══ DATASET ROWS ══

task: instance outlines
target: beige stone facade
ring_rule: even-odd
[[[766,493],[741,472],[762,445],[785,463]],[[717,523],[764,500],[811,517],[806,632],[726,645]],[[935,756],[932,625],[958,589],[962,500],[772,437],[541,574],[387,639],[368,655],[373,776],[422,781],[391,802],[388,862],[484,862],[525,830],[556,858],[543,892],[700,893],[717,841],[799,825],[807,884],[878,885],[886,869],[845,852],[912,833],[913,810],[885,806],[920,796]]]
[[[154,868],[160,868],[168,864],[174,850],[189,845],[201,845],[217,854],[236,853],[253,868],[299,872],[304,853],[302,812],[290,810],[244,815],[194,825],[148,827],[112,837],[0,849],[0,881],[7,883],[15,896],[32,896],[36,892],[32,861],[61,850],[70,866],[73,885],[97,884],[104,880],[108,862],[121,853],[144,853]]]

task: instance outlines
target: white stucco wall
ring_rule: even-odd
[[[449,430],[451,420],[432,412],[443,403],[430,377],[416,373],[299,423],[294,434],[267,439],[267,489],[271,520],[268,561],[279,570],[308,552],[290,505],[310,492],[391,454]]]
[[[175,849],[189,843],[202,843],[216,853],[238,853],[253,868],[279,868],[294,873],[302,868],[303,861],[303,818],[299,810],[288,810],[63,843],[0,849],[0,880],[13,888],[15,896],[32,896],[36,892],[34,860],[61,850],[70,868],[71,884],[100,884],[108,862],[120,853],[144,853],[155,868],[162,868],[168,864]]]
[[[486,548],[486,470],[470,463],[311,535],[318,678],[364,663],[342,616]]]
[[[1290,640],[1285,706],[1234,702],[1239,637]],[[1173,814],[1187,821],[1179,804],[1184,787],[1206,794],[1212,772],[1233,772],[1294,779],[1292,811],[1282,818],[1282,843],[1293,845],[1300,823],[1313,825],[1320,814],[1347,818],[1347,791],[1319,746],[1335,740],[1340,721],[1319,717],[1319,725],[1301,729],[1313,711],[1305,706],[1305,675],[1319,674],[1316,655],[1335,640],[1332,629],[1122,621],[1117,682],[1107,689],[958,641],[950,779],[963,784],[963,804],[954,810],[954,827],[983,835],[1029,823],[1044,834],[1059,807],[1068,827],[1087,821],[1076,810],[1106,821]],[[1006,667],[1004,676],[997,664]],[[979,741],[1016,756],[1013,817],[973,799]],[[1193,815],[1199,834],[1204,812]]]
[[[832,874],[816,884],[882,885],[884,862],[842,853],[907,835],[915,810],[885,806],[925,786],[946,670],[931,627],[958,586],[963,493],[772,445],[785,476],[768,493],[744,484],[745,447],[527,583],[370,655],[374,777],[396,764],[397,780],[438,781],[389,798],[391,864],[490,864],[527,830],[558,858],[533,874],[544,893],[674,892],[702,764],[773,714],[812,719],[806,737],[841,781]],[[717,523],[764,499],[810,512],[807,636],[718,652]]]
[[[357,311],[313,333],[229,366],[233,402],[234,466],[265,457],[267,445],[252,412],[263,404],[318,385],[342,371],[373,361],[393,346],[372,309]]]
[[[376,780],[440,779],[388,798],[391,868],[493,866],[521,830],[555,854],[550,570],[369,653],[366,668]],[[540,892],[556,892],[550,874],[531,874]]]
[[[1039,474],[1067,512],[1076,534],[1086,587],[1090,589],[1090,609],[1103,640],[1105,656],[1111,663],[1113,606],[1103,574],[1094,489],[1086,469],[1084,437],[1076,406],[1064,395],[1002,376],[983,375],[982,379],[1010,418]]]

═══

* TASK: Please reproduce all of the entries exactly as they stand.

* SOLUTION:
task: instance outlines
target: beige stone facade
ring_rule: even-odd
[[[766,493],[741,472],[762,445],[785,463]],[[717,523],[764,500],[811,517],[806,632],[726,645]],[[935,756],[932,625],[958,589],[962,500],[772,437],[541,574],[387,639],[368,655],[373,776],[422,781],[391,802],[388,862],[484,862],[525,830],[556,858],[543,892],[700,893],[717,841],[799,825],[807,884],[878,885],[886,869],[845,852],[912,833],[913,810],[885,806],[920,796]]]
[[[154,868],[160,868],[168,864],[174,850],[189,845],[201,845],[217,854],[236,853],[253,868],[299,872],[304,853],[302,812],[290,810],[244,815],[194,825],[148,827],[112,837],[0,849],[0,881],[7,883],[15,896],[32,896],[36,892],[32,861],[61,850],[70,866],[73,885],[97,884],[104,880],[108,862],[121,853],[144,853]]]

task: instance outlines
target: white stucco wall
ring_rule: even-odd
[[[449,430],[451,420],[432,412],[443,403],[430,377],[416,373],[299,423],[294,434],[267,439],[267,489],[271,520],[268,561],[279,570],[308,552],[290,505],[310,492],[391,454]]]
[[[175,849],[189,843],[202,843],[216,853],[238,853],[253,868],[279,868],[294,873],[302,868],[303,861],[303,818],[299,810],[288,810],[63,843],[0,849],[0,880],[13,888],[15,896],[32,896],[36,892],[34,860],[61,850],[70,868],[71,884],[100,884],[108,862],[120,853],[144,853],[155,868],[162,868],[168,864]]]
[[[486,548],[486,470],[470,463],[311,535],[318,678],[364,663],[342,616]]]
[[[1290,640],[1285,706],[1234,702],[1239,637]],[[1173,814],[1187,821],[1179,804],[1184,787],[1206,794],[1212,772],[1233,772],[1294,779],[1292,811],[1282,818],[1282,843],[1293,845],[1300,823],[1313,825],[1320,814],[1347,818],[1347,791],[1319,746],[1335,740],[1340,721],[1319,717],[1319,725],[1301,729],[1313,711],[1305,706],[1305,675],[1319,674],[1316,655],[1335,640],[1332,629],[1122,621],[1117,682],[1107,689],[958,641],[950,779],[963,784],[963,804],[954,810],[954,827],[983,835],[1029,823],[1044,834],[1059,807],[1068,827],[1087,821],[1076,810],[1106,821]],[[1006,667],[1004,676],[997,664]],[[979,741],[1016,756],[1013,817],[973,799]],[[1193,815],[1199,834],[1204,812]]]
[[[832,874],[816,884],[882,885],[884,862],[842,853],[907,835],[915,810],[885,806],[925,786],[946,670],[931,627],[958,586],[963,493],[772,445],[785,476],[768,493],[744,484],[745,447],[527,583],[370,655],[374,777],[396,764],[397,780],[438,781],[389,798],[391,864],[490,864],[527,830],[558,858],[533,874],[544,893],[674,892],[702,764],[773,714],[812,719],[806,737],[841,781]],[[717,523],[764,499],[810,512],[807,636],[718,652]]]
[[[357,311],[313,333],[229,366],[233,402],[234,466],[265,457],[267,445],[252,412],[263,404],[318,385],[342,371],[373,361],[393,346],[372,309]]]
[[[376,780],[440,779],[388,798],[391,868],[493,866],[521,830],[555,854],[550,570],[369,653],[366,668]],[[540,892],[556,892],[550,874],[531,874]]]
[[[1039,474],[1067,512],[1076,534],[1086,587],[1090,589],[1090,609],[1103,640],[1105,656],[1111,663],[1113,606],[1103,574],[1094,489],[1086,469],[1084,437],[1076,406],[1064,395],[1002,376],[983,375],[982,379],[1010,418]]]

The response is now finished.